» Задание:
Перепишите дословно фрагмент текста о Цое, начиная со слов «Можно твердо утверждать, что» и заканчивая словами «я обрела Цоя.» включительно.

» Исходный текст:
▼

Есть три вещи, которые стали базисом моей личности как таковой, фундаментом моего мировоззрения. И этим вещам меня научил именно Цой. Это внутренняя суверенность, честность и доброта. Он поделился со мной своими мыслями и опытом, честно, без самолюбования и дидактических амбиций, – и оказалось, что именно этого мне смертельно не хватало. Как и миллионам других людей. Он был самим собой и прожил короткую жизнь, ослепительную в своей простоте, – и оказалось, что именно такого примера я жаждала. Он нашел свой собственный путь и прошел его до конца, рассказав мне о том, что пережил и что приобрел, – и я поверила ему и пошла за ним. Не только я. Да, каждый перепахивал свое поле, строил свою биографию, делал свои ошибки и переживал свои события, но именно Витины песни и его личный пример стали путеводными маяками, верстовыми столбами на пути каждого из нас.
Можно твердо утверждать, что без него я никогда не стала бы тем человеком, которым стала. Из всего того, что составляет сейчас мою жизнь и меня саму, нет ни единой вещи, которой я не была обязана Вите. Мировоззрение, характер, увлечения, друзья и даже повороты биографии – так или иначе все связано именно с тем, что в 13 лет я обрела Цоя.

▲

Записи из набора данных:
▼

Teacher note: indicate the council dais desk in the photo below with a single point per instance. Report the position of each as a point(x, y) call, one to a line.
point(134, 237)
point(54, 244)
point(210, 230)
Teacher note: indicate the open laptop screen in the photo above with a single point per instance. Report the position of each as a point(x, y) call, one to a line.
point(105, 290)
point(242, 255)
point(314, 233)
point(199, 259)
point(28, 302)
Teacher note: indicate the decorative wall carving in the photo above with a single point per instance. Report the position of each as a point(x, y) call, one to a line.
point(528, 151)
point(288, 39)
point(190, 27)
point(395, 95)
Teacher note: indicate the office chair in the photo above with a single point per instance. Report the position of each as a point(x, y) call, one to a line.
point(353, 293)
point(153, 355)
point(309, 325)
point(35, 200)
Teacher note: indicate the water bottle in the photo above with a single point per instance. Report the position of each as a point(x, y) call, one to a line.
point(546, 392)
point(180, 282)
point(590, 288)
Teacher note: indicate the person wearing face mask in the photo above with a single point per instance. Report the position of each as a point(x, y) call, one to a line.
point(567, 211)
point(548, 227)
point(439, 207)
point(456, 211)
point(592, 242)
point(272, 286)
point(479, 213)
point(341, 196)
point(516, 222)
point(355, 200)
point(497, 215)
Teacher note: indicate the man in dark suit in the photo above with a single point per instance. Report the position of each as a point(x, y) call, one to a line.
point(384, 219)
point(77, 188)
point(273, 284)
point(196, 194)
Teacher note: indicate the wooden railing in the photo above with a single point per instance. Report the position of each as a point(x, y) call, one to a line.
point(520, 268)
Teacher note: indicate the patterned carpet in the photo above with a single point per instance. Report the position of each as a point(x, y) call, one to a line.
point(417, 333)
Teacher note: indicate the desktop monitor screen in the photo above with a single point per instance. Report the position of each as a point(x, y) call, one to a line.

▲

» Решение:
Можно твердо утверждать, что без него я никогда не стала бы тем человеком, которым стала. Из всего того, что составляет сейчас мою жизнь и меня саму, нет ни единой вещи, которой я не была обязана Вите. Мировоззрение, характер, увлечения, друзья и даже повороты биографии – так или иначе все связано именно с тем, что в 13 лет я обрела Цоя.